▶ _Challenge_
Write out the material below again, unchanged.

▶ _Given records_

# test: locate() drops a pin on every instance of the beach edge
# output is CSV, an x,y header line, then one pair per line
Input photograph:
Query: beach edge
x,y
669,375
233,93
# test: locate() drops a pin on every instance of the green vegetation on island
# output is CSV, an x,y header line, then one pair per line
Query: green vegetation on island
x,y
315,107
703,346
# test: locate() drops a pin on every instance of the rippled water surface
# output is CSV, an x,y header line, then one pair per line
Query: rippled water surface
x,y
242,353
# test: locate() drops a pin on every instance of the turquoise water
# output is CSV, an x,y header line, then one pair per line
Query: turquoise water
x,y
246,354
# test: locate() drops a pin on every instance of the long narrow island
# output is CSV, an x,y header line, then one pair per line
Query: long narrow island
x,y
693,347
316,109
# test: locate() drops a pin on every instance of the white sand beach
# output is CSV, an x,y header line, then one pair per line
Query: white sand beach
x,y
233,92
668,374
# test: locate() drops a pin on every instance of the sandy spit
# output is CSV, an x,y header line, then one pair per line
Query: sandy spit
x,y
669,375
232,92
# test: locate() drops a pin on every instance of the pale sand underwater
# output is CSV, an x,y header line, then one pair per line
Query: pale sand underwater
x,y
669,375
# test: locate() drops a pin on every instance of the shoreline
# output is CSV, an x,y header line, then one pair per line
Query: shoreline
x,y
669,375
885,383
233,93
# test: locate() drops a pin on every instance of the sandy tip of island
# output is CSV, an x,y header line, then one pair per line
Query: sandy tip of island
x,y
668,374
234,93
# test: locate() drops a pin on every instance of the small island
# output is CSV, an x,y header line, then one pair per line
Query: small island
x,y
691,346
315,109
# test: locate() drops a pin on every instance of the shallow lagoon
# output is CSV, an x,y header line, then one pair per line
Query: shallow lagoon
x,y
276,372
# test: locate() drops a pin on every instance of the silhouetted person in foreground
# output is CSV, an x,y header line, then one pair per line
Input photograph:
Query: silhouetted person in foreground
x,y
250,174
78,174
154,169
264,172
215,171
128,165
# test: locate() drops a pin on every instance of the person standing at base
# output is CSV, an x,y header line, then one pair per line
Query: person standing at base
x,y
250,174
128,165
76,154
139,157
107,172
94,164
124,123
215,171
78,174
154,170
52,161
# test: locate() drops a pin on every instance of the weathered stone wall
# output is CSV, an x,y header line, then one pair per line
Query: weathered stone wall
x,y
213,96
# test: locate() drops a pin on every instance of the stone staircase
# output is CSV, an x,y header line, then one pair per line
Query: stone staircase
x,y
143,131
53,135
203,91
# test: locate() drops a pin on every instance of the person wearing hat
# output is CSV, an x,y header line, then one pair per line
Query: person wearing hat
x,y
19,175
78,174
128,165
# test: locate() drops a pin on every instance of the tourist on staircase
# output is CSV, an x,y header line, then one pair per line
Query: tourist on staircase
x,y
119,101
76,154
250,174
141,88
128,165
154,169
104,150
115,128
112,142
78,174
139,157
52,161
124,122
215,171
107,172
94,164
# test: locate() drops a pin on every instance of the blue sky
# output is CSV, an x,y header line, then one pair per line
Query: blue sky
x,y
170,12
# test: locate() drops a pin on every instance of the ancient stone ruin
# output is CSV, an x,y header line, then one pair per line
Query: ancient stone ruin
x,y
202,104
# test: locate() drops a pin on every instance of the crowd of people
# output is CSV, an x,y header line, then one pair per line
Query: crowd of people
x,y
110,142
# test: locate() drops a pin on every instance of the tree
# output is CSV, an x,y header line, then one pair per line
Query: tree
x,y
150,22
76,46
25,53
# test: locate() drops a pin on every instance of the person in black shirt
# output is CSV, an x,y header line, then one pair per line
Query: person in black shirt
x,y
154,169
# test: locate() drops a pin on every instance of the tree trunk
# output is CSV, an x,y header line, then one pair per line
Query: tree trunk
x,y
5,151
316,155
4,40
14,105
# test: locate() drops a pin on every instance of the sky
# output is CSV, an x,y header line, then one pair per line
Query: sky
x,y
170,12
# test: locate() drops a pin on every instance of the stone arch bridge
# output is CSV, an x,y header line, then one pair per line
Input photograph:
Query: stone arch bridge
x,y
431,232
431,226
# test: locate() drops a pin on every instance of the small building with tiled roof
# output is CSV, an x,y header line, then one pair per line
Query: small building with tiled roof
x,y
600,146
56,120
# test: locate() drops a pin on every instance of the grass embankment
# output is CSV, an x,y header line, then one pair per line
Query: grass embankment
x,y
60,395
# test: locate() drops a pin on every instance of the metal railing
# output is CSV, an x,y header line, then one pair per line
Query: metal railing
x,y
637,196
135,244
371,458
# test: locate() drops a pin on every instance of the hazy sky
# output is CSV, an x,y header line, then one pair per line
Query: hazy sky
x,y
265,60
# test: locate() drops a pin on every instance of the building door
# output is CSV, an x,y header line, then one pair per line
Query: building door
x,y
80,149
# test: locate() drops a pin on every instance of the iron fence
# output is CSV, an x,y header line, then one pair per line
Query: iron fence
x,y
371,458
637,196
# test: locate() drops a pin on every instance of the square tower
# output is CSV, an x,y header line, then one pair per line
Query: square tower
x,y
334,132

▶ _Expected output_
# test: locate() drops a pin on every instance of the beach edge
# output is CSV, an x,y header line, then one pair per line
Input photograph:
Query: beach edge
x,y
669,375
233,93
# test: locate() drops a pin on every instance of the green vegetation on island
# output is CSV, an x,y header line, then one pair per line
Query: green vegetation on island
x,y
315,107
703,346
# test: locate() drops a pin on every instance of the rippled water surface
# output is CSV, an x,y header line, then one pair per line
Query: rippled water surface
x,y
242,353
# test: locate() drops a pin on every instance of the turquoise water
# output is CSV, an x,y header line, then one pair per line
Query: turquoise water
x,y
246,354
# test: locate() drops a pin on every instance of the long narrow island
# output is CSV, an x,y header line, then one pair per line
Query: long narrow island
x,y
693,347
316,109
# test: locate() drops a pin on every instance of the white sand beach
# output is CSV, an x,y header line, then one pair per line
Query: white sand beach
x,y
233,92
668,374
# test: locate() drops a pin on every instance of the sandy spit
# output is CSV, an x,y header line, then one pair per line
Query: sandy spit
x,y
669,375
232,92
# test: locate() drops a pin on every instance of the pale sand underwater
# output is CSV, an x,y header line, then one pair per line
Query: pale sand underwater
x,y
669,375
# test: locate() drops a pin on every instance of the shoreline
# output is CSV, an x,y header line, then one pair per line
Query: shoreline
x,y
669,375
885,383
233,93
# test: locate() drops a pin on every instance of the sandy tip of island
# output is CSV, an x,y header line, then one pair per line
Query: sandy tip of island
x,y
668,374
234,93
# test: locate() drops a pin on every instance of the small island
# output is CSV, an x,y header line, then one pair per line
Query: small island
x,y
691,346
315,109
# test: locate() drops a pin on every instance of the shallow lagoon
# output is CSV, an x,y header line, then one pair per line
Query: shallow lagoon
x,y
276,372
# test: locate() drops a pin on every instance of the silhouetted person in foreground
# output is CSV, an x,y header line, then one pair per line
Input photograph:
Query: silhouetted person in foreground
x,y
250,174
78,174
154,169
264,172
215,171
128,165
# test: locate() drops a pin on every instance of the person standing at base
# output is CSV, an x,y header line, then one pair per line
Query: person standing at base
x,y
250,174
128,165
76,154
139,157
107,172
94,164
124,123
215,171
78,174
154,170
52,161
# test: locate() drops a pin on every instance of the weathered stone wall
# output is CSV, an x,y header line, then one pair per line
Query: weathered stone wall
x,y
213,96
# test: locate() drops a pin on every instance of the stone staircase
# output is CSV, an x,y header line, then one pair per line
Query: stone staircase
x,y
143,131
53,135
203,91
# test: locate() drops a pin on every instance of the person wearing hat
# output is CSV, an x,y header line, then one pair per line
Query: person wearing hat
x,y
19,175
78,174
128,165
# test: locate() drops a pin on every instance of the tourist on staircase
# output is CSV, an x,y header line, then one pair per line
Query: tourist on staircase
x,y
119,101
76,154
250,174
141,88
128,165
154,169
104,150
115,128
112,142
78,174
139,157
52,161
124,122
215,171
107,172
94,164
# test: locate() drops a pin on every instance of the blue sky
# output is CSV, an x,y header line, then one pair per line
Query: blue sky
x,y
170,12
# test: locate() drops a pin on every instance of the ancient stone ruin
# output is CSV, an x,y header line, then one pair per line
Query: ancient stone ruin
x,y
202,104
# test: locate() drops a pin on every instance of the crowd of people
# output is CSV, an x,y header line, then one pair per line
Query: crowd of people
x,y
110,142
# test: locate() drops a pin on every instance of the tree
# output is CSV, an x,y header line, then one pair per line
Query: tree
x,y
150,22
76,46
25,53
# test: locate() drops a pin on every instance of the person in black shirt
# output is CSV, an x,y header line, then one pair per line
Query: person in black shirt
x,y
154,169
# test: locate() drops a pin on every instance of the tree trunk
# output is CSV, an x,y header line, then one pair per line
Query: tree trunk
x,y
5,151
316,155
4,40
14,105
# test: locate() drops a pin on every instance of the sky
# output is CSV, an x,y header line, then one pair per line
Query: sky
x,y
170,12
# test: locate() drops a pin on every instance of the stone arch bridge
# output is CSV, an x,y header line, then one pair per line
Input photograph:
Query: stone arch bridge
x,y
431,232
431,226
# test: locate() drops a pin on every instance of the small building with tiled roof
# output is CSV, an x,y header line, then one pair per line
Query: small building with tiled roof
x,y
600,146
56,120
# test: locate() drops a pin on every instance of the grass embankment
# output is CSV, an x,y header line, then one pair per line
Query: grass embankment
x,y
60,395
# test: locate() drops a pin on every instance of the metal railing
# output is CSV, an x,y header line, then one pair per line
Query: metal railing
x,y
637,196
135,244
371,458
# test: locate() drops a pin on every instance of the hazy sky
# output is CSV, an x,y header line, then one pair per line
Query: hazy sky
x,y
265,60
# test: locate() drops a pin on every instance of the building door
# output is CSV, an x,y header line, then one pair per line
Query: building door
x,y
80,149
# test: locate() drops a pin on every instance of the iron fence
# output is CSV, an x,y header line, then one pair per line
Query: iron fence
x,y
371,458
637,196
# test: locate() drops a pin on every instance of the square tower
# output is CSV, an x,y header line, then one pair per line
Query: square tower
x,y
334,132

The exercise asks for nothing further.